• _Entries supplied_:
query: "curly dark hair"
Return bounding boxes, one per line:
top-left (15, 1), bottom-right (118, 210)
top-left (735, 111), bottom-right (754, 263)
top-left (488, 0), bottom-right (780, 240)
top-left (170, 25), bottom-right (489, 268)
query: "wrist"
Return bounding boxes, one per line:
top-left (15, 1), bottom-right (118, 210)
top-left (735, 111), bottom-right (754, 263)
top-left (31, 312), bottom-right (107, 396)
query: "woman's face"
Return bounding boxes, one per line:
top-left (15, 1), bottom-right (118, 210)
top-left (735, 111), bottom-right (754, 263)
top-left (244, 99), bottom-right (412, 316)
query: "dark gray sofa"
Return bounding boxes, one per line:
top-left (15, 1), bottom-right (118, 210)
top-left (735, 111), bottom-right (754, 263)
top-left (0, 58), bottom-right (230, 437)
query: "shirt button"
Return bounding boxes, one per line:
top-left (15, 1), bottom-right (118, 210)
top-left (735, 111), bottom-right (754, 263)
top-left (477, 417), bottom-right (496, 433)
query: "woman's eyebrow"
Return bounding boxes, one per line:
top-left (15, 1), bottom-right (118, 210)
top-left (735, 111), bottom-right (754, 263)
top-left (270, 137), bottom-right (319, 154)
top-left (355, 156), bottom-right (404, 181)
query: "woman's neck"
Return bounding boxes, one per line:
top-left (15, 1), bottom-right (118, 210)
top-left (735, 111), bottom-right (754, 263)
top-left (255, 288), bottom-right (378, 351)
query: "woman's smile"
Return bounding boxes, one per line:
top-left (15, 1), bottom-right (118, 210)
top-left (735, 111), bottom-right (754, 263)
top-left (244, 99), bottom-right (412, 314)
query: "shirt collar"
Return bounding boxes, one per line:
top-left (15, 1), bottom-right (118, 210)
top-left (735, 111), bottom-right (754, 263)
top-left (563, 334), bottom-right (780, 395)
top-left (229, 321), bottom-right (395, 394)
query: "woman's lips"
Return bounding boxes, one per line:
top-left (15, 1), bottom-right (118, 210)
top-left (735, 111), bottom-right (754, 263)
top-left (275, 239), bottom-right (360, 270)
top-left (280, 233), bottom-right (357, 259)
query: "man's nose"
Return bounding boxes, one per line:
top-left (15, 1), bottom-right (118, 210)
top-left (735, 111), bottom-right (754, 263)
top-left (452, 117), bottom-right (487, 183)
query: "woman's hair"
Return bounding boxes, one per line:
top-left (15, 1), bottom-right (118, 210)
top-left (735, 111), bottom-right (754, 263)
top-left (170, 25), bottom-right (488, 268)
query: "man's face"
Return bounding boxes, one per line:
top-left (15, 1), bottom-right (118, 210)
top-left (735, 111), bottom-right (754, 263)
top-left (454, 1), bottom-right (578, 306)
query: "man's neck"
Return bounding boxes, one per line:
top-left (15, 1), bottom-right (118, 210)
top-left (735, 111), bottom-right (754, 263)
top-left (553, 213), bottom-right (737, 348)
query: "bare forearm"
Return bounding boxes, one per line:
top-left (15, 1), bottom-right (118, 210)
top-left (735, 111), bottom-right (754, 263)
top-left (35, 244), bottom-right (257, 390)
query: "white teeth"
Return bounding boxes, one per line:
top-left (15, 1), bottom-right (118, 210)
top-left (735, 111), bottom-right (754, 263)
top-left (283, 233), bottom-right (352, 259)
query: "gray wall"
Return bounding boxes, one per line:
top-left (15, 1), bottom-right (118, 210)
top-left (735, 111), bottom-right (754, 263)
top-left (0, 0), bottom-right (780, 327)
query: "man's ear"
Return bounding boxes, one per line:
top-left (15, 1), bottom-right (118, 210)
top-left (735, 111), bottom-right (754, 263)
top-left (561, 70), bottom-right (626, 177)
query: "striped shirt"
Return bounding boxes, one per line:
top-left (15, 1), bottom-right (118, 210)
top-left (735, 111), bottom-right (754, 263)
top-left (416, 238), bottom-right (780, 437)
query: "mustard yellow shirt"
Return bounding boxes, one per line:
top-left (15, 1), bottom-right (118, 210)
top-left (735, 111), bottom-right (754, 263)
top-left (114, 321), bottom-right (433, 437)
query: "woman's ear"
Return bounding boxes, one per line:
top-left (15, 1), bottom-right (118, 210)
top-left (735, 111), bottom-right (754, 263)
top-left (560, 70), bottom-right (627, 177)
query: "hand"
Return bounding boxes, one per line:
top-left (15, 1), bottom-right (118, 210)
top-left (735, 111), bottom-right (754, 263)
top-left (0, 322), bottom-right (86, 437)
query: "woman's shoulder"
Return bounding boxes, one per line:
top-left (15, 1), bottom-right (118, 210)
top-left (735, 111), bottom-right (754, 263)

• _Exercise instructions_: Pull out each line of the records that contains the word "dark", and copy those lines unchanged.

• _Expected answer_:
query: "curly dark hair"
query: "dark gray sofa"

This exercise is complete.